• _Problem requirements_
Return each line below that contains the word "Target", copied in full. Case counts.

Start of Dataset excerpts

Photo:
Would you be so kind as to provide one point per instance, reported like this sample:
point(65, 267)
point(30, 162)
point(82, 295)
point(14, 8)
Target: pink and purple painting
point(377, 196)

End of Dataset excerpts
Start of Dataset excerpts

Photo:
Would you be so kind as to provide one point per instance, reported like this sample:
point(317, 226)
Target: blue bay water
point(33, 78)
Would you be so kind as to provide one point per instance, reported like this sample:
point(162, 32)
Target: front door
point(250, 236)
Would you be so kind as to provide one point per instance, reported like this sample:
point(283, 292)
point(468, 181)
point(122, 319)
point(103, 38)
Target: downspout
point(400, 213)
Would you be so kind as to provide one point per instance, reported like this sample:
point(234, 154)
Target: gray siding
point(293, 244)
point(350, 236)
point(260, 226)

End of Dataset excerpts

• _Solution_
Target: pink and purple painting
Target: blue bay water
Target: front door
Target: downspout
Target: gray siding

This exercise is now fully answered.